Text segment:
──────────────────────────────
This was the last day of the Eid break and I had originally planned to try Abraq, but changed my mind as it is still a little early for the autumn migrants. Instead, it was back to Pivot Fields on another hot and sweaty day. This is the northern boundary road between the Tamarix Trees, on the way to the marsh. I quite liked the sun filtering through the trees.
At the marsh, the family of Graceful Prinia's were present feeding in and around the Sabkha bushes. I love the muted background colours in the early morning sun
Movement at the base of the reeds revealed 3 Savi's Warblers interacting with each other. I was able to get fairly close before they eventually disappeared back into the reeds - a most enjoyable encounter. In the end there were 4 birds..
In the same area, Caspian Reed Warblers were foraging, but in the reeds
and a little further on a more skulky Indian Reed Warbler was seen.
──────────────────────────────
Required work: Continue the birding account from Pivot Fields, picking up after its last sentence.

Records from a collection:
──────────────────────────────
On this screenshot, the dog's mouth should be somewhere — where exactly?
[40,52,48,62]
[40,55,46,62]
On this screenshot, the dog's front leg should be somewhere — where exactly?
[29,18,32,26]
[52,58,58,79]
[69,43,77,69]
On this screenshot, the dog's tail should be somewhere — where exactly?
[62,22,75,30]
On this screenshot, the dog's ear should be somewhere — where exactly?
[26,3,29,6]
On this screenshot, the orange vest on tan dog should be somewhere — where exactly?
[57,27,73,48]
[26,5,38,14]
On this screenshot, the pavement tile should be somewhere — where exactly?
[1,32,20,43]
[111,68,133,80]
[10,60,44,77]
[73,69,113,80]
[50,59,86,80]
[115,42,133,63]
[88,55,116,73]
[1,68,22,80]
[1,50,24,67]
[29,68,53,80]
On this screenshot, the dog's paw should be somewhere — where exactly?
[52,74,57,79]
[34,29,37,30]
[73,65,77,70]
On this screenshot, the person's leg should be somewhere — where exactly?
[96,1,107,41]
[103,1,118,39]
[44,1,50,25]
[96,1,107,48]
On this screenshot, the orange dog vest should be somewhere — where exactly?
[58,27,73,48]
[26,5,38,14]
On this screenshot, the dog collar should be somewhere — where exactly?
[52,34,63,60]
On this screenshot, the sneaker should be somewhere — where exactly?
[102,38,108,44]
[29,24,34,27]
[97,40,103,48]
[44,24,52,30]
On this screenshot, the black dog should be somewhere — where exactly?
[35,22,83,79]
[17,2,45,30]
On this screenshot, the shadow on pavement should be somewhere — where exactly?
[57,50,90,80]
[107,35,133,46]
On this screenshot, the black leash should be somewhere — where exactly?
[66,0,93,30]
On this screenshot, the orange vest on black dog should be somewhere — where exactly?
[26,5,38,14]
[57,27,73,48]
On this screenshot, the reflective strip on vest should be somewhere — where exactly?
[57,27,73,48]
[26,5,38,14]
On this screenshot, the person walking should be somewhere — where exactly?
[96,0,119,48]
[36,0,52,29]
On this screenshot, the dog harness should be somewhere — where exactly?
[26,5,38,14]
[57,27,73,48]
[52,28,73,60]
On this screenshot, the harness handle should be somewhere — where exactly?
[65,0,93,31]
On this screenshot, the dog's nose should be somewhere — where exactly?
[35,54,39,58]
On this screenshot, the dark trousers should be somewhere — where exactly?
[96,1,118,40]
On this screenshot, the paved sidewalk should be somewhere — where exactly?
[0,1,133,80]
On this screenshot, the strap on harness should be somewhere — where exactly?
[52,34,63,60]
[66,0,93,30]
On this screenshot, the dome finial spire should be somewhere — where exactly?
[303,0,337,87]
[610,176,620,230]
──────────────────────────────
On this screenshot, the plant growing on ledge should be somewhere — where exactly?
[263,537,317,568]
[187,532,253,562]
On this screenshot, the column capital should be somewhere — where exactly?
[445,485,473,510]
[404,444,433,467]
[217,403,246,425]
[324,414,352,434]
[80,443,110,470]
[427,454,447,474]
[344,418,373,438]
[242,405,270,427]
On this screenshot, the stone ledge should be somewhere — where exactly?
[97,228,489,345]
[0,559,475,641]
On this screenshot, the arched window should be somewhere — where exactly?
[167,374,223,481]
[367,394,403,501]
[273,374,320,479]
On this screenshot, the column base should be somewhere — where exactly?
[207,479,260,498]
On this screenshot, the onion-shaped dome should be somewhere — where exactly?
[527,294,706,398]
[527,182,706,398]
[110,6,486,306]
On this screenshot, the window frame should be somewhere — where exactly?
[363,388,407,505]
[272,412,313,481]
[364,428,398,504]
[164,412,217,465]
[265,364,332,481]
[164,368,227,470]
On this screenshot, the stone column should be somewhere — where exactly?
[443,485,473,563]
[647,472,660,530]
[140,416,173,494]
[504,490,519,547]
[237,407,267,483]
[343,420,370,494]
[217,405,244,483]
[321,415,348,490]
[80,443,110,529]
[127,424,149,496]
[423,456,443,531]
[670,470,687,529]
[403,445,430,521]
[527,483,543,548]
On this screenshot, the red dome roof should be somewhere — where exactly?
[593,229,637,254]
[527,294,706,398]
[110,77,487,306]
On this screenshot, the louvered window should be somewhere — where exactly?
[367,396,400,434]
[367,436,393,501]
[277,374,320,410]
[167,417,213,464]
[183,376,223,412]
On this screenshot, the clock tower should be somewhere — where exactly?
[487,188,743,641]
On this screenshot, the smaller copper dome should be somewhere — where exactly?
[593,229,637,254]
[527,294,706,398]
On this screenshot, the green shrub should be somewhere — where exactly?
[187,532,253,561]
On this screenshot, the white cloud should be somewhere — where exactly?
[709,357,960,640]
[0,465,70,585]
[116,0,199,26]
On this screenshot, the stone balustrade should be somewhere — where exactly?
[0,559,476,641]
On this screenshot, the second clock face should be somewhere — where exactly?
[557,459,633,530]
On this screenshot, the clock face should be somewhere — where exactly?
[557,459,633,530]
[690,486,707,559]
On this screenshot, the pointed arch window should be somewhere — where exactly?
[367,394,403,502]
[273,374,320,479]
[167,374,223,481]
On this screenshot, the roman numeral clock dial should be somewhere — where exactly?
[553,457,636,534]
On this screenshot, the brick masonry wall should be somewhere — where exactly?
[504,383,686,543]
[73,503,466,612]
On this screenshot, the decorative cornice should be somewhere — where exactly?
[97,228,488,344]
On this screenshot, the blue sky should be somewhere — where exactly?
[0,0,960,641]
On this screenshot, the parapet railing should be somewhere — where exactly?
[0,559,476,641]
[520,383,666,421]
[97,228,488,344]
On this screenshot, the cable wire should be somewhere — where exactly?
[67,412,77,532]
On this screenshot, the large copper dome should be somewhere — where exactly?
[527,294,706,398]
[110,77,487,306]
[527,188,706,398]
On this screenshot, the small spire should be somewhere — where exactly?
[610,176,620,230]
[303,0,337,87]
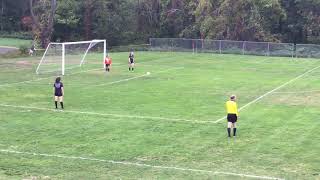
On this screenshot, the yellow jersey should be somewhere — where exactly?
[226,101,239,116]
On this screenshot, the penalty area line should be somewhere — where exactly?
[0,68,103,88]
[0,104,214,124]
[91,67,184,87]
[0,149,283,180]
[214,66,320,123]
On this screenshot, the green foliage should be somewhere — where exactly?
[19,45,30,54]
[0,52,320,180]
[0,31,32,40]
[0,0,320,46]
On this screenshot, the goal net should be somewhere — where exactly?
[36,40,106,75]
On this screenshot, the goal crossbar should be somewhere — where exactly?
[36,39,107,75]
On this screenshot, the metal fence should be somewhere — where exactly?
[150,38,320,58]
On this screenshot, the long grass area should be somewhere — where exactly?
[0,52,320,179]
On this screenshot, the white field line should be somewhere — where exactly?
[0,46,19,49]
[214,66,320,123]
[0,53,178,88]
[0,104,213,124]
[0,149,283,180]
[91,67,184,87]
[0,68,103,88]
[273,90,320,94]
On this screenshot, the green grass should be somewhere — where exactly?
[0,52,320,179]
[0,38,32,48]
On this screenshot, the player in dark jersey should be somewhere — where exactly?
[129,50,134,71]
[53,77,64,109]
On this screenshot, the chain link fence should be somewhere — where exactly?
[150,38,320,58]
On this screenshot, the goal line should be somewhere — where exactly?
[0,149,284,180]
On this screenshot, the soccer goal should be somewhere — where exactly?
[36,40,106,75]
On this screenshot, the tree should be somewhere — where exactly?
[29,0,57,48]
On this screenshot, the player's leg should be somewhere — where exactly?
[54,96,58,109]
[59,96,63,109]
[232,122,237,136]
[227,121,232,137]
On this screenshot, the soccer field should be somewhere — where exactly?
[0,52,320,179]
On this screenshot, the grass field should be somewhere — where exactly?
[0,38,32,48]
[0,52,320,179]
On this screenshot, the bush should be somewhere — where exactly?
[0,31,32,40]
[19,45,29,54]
──────────────────────────────
Task response:
By now my shirt was soaked, so back to the car for some respite, even though it was still only 7am in the morning. I met up with Dr. Riad and his wife, as they wanted to see and photograph the Egyptian Nightjar's. It took some walking before we eventually found a few birds, 5 in total in the end. Today they did not allow close approach for some reason, so most pics were of them flying away, but I did get lucky with a few in flight images and the last image was a bird I saw from the car.
|Egyptian Nightjar (Caprimulgus aegyptius), the best BIF of the morning|
|First time I have noticed the white 'booties'|
|An obliging bird from the car|
A quick drive around the farm and some pivots, finding the Black-winged Kite that has stayed (I assume its the same bird) for a few weeks now. Walking around one of the Alfalfa Fields I discovered around 15 Pygmy Skippers in about a 10 sq meter patch - seems there has been an eruption of this species.
My last stop was at another, more open pool that the waders seem to now prefer as the edges has sandy areas for them to roost. There were good numbers of Collared Pratincole's flying in and out
I had a distant adult and juvenile Red-wattled Lapwing
As well as a pair of Spur-winged Lapwings
Whilst there was a single White-winged Tern roosting and then flying off on a short sortie before returning to roost.
Sparrow-Larks and Namaqua Doves seemed constantly on the move.
All too soon, it gets too hot and birds just try and rest around the water, or any shade they can find. That was my cue to also call it a morning....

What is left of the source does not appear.